> [Brief] Look through the listing below and write out exactly the lines from the line with "positive clicks: (31, 141)" to the line with "143L23 151L46 150V146H40L22", both included, and no others.

> [Data]

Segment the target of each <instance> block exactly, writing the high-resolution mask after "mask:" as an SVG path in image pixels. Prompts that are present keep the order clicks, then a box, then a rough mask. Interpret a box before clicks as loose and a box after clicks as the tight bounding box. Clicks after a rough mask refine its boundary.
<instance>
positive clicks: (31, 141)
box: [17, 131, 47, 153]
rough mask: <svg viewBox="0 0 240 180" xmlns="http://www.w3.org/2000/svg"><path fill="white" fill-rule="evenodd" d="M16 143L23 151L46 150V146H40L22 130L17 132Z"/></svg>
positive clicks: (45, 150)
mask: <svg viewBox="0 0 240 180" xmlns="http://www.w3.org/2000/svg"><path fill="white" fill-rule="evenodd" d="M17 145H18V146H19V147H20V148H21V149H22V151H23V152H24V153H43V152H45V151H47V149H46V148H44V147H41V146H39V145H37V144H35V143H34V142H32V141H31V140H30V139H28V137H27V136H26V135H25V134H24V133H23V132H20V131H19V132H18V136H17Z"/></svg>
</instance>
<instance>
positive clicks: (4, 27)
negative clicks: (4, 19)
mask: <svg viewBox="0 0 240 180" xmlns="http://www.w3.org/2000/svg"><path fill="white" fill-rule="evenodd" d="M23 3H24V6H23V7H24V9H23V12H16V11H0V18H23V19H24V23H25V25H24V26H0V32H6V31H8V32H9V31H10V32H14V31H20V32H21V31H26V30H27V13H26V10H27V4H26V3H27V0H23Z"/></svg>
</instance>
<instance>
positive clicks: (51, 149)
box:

--

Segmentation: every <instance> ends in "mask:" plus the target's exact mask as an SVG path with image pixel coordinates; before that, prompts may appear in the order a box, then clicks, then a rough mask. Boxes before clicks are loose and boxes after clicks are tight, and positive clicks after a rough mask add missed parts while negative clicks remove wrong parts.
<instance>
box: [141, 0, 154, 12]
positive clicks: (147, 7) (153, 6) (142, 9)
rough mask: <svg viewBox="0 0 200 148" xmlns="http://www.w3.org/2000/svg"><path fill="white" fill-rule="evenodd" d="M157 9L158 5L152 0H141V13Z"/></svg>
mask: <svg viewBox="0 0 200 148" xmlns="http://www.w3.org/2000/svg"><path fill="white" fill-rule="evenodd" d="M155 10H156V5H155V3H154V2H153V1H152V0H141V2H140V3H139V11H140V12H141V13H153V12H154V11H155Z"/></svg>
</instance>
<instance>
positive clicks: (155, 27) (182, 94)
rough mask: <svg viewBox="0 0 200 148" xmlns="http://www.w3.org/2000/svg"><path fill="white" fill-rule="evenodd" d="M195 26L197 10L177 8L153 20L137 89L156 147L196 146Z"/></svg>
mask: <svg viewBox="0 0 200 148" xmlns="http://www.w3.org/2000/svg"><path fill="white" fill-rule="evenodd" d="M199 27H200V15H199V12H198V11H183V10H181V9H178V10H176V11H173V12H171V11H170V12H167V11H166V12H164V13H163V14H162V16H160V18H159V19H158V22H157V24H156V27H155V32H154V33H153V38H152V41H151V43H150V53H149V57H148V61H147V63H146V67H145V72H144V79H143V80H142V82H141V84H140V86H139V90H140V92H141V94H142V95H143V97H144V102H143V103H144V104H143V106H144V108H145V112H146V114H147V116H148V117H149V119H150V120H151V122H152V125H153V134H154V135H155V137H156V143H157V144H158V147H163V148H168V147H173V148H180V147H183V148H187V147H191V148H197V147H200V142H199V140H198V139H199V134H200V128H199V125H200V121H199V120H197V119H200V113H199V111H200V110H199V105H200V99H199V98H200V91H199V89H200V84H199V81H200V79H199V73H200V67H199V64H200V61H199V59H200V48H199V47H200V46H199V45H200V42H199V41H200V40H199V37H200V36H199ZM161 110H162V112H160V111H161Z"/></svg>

> [Solution to this task]
positive clicks: (31, 141)
box: [17, 131, 47, 153]
rough mask: <svg viewBox="0 0 240 180" xmlns="http://www.w3.org/2000/svg"><path fill="white" fill-rule="evenodd" d="M16 143L23 151L46 150V146H40L22 130L17 132Z"/></svg>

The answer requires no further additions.